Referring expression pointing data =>

........

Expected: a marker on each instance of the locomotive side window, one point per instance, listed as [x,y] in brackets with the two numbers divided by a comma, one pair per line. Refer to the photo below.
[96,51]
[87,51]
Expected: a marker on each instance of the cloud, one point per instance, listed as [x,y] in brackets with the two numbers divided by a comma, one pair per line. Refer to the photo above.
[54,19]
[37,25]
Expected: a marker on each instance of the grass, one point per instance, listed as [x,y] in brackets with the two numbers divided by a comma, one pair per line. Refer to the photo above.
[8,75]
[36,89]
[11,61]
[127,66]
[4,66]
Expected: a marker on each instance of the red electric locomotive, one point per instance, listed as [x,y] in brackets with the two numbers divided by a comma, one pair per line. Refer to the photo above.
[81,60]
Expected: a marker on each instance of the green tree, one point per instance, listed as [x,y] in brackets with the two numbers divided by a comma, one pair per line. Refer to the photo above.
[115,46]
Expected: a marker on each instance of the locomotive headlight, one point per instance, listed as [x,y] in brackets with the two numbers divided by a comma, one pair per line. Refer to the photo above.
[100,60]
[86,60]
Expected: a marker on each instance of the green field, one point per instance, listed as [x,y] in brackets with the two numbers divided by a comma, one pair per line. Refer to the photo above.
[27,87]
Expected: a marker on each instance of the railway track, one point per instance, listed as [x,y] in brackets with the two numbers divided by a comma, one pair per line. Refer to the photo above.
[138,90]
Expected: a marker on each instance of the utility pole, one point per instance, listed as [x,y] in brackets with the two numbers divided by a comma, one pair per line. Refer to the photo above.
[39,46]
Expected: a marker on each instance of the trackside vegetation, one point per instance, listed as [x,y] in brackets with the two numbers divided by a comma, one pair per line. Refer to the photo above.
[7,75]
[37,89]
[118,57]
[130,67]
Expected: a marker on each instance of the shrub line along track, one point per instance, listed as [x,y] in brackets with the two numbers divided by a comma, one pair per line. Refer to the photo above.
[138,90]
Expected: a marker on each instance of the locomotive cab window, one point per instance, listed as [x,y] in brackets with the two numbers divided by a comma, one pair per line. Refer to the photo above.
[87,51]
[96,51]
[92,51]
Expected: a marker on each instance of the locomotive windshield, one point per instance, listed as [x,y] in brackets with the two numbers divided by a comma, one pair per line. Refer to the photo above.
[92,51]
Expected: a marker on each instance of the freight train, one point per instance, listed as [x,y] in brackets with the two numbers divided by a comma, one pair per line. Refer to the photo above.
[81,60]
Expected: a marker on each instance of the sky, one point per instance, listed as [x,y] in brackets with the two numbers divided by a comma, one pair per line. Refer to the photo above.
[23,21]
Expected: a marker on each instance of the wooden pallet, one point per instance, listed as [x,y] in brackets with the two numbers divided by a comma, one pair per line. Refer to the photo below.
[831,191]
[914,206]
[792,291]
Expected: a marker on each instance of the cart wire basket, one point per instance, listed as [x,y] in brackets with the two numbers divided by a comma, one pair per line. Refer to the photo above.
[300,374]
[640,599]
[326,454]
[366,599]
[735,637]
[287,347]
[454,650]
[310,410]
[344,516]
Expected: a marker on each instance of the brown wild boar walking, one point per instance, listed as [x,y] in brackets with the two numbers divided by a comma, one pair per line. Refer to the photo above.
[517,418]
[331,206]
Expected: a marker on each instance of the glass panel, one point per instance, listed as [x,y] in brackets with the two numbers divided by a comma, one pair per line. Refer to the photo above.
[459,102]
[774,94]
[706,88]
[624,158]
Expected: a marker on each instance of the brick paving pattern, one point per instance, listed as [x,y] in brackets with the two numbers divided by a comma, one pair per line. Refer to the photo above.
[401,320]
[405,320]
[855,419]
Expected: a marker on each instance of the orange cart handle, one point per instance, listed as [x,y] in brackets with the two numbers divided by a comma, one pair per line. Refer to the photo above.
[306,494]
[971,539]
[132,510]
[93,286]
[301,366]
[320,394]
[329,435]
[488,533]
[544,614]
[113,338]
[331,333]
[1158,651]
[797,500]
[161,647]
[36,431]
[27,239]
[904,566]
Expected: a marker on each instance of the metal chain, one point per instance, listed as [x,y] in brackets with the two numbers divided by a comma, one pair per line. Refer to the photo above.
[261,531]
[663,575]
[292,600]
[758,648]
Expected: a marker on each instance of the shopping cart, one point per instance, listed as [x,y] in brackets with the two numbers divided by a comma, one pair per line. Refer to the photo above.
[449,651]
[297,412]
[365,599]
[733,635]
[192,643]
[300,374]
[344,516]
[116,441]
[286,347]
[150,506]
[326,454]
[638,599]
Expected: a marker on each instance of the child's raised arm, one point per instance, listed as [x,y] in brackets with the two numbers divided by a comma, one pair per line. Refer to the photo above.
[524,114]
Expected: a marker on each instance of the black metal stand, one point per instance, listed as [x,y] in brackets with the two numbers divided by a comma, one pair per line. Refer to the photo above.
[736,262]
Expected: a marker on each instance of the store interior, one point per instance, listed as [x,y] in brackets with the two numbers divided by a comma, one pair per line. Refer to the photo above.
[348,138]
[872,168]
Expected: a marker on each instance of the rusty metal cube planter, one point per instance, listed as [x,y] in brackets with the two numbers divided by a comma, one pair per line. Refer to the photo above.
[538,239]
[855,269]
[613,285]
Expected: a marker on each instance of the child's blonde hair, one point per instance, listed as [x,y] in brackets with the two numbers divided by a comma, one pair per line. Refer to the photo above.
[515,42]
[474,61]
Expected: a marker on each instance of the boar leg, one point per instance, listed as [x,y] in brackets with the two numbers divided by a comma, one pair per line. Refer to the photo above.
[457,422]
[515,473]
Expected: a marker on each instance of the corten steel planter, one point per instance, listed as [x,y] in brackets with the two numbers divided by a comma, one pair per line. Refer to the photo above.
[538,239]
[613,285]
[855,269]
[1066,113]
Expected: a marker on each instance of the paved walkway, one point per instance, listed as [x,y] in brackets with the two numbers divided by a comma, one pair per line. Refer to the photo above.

........

Problem to solve => Please reproduce every record shown above, exactly as written.

Output for this task =>
Expected: a marker on each instance of the locomotive side window, one point per instance, listed as [x,y] in brackets with the two numbers divided by a comma, one pair per line. Refer to the photo below.
[96,51]
[87,51]
Expected: a marker on each instance of the cloud, one point per instance, listed as [x,y] in brackets with the two numbers divided by a comma, one pair per line. Refer to the photo above.
[54,19]
[37,25]
Expected: a marker on each instance of the grass, one point per instance, listed as [x,y] in brackets with the two numbers divided by a comma, one pair per line. Refer to the photo above.
[8,75]
[36,89]
[11,61]
[127,66]
[4,66]
Expected: a marker on each instance of the red electric locomotive, one point per instance, listed as [x,y] in brackets with the two numbers divided by a comma, one pair per line. Refer to the photo above.
[81,60]
Expected: a marker on each instance of the green tree, one point per instance, listed as [x,y] in brackets with the two numbers divided by a comma, one pair per line. Refer to the photo above.
[115,46]
Expected: a marker on each instance of the locomotive headlight, one point per instance, listed as [x,y] in brackets with the two numbers divided by a comma, one pair per line. Refer to the photo above.
[100,60]
[86,60]
Expected: a marker on each instance of the green field, one point per instance, listed as [x,y] in brackets with the two numbers divided by a comma, one pair per line. Refer to the photo above.
[27,87]
Expected: a marker on each instance of the railway track, one point per instance, listed as [x,y] in brackets with the two numbers divided by a comma, one pair per line. Refer to the photo above.
[138,90]
Expected: a marker on each instance of the utility pole, one point per instance, listed as [x,y] in brackets with the two numbers divided by a comma, one pair per line. Refer to the photo above.
[39,46]
Expected: a marker on each instance of the trackside vegetation, one point per instance, listed as [x,y] in brackets with the two numbers divided by a comma, one pair per line. Refer to the photo above.
[7,75]
[37,89]
[118,57]
[130,67]
Expected: a marker on each instance of the shrub line along track, one point per instance, listed as [x,y] in brackets with the two numbers divided by a comma, one pair per line. Refer to the photo above.
[138,90]
Expected: a marker on each instance of the locomotive cab window, one point per instance, listed as [x,y] in brackets with the two numbers divided by a comma, one pair per line. Refer to the photo above.
[87,51]
[96,51]
[92,51]
Expected: a marker on each instance of the locomotive windshield, one point per instance, listed as [x,y] in brackets with the two numbers divided by a comma, one pair per line. Refer to the photo above.
[92,51]
Expected: a marker on each instance of the freight train, one point per instance, listed as [x,y] in brackets with the two numbers divided by a comma, one pair per line. Refer to the photo above.
[81,60]
Expected: a marker on each instance of the sky, one point per instance, listed as [x,y] in brackets with the two numbers divided by a comma, one pair per line. Refer to the photo above.
[23,21]
Expected: a marker on each instance of the wooden pallet, one point per instance, listed as [x,y] in brackets with the two numbers divided by a comma, one pair per line. Refer to the photo below.
[831,191]
[914,206]
[792,291]
Expected: a marker on each instance of the cart wire basket, one point per instance, listed as [x,y] in brackets with the two numbers divided by a comma, one pair per line. Refer to the photo above.
[300,374]
[640,599]
[326,454]
[366,599]
[735,637]
[287,347]
[454,650]
[310,410]
[344,516]
Expected: a marker on each instance of the brown wild boar walking, one point per instance, listed as [x,y] in brackets with the two numbers divided by a comma, one pair per line. Refer to the photo above.
[517,418]
[331,206]
Expected: a marker on each instance of the glass panel, one point per instance, listed as [x,y] in brackets with the two numbers divided by a comma, one pair per line. Refer to the photo above.
[459,102]
[774,94]
[706,88]
[624,158]
Expected: a marker on each instance of the brick paving pattern, one point per instance, listed as [x,y] in brackets with the two numbers divided by a comma, one pair per line. Refer to the photo above.
[401,320]
[405,320]
[855,419]
Expected: a marker on each instance of the orange cart handle, one point per instance, listed as [x,y] in brackets with the two numbers divided by a comma, one pair per line. Refer to the photo above.
[306,494]
[971,539]
[132,510]
[93,286]
[301,366]
[320,394]
[329,435]
[488,533]
[544,614]
[113,338]
[331,333]
[1158,651]
[797,500]
[161,647]
[36,431]
[27,239]
[904,566]
Expected: a marker on each instance of the metal chain, one point per instance, listed as [x,y] in brackets with the two numbers divided by a comma, one pair per line. Refer to the photo above.
[261,531]
[663,575]
[292,600]
[758,648]
Expected: a marker on each instance of the shopping cart, one point per instance, listed as [x,y] in brackets with the two numbers divided by a comma, one pair per line. Refer to the photo above.
[449,651]
[297,412]
[365,599]
[733,635]
[192,643]
[300,374]
[344,516]
[116,441]
[286,347]
[150,506]
[326,454]
[638,599]
Expected: a marker on each instance of the child's raised arm, one point per instance, listed as [x,y] in brackets with the two numbers divided by a comma, one pair per line. Refer to the photo above.
[524,114]
Expected: a marker on each instance of the black metal stand, one point per instance, listed as [x,y] in brackets with the two numbers divided by a comma, one pair per line. Refer to the photo above.
[736,262]
Expected: a marker on each instance of the store interior, one point per instance, listed as [x,y] in brackets with the two numbers divided by a comma, one pair per line. Refer to the photo above.
[348,138]
[872,168]
Expected: a marker on each instance of the rusty metal cube planter, one point per instance, listed as [x,y] in brackets with the two numbers divided by a comma, one pair per line. Refer to the photo above.
[538,239]
[855,269]
[613,285]
Expected: a marker on each instance of the child's blonde hair, one point per instance, listed as [x,y] in brackets with the two numbers divided by a comma, one pair per line. Refer to the photo above.
[515,42]
[474,61]
Expected: a marker on each instance of the boar leg, one point per instance, listed as [x,y] in brackets with the two numbers divided by a comma, one pair per line. Refer to the photo above.
[457,422]
[515,473]
Expected: a marker on each instance of the corten steel planter, one point per instance, listed as [x,y] in brackets with the two numbers divided by a comma, one pair per line. Refer to the photo above.
[538,239]
[613,285]
[855,269]
[1066,113]
Expected: a marker on each instance of the paved walkway, one point per instance, listed as [x,y] in brackets with the two numbers divided by a comma, one pair per line. Refer to the photo above.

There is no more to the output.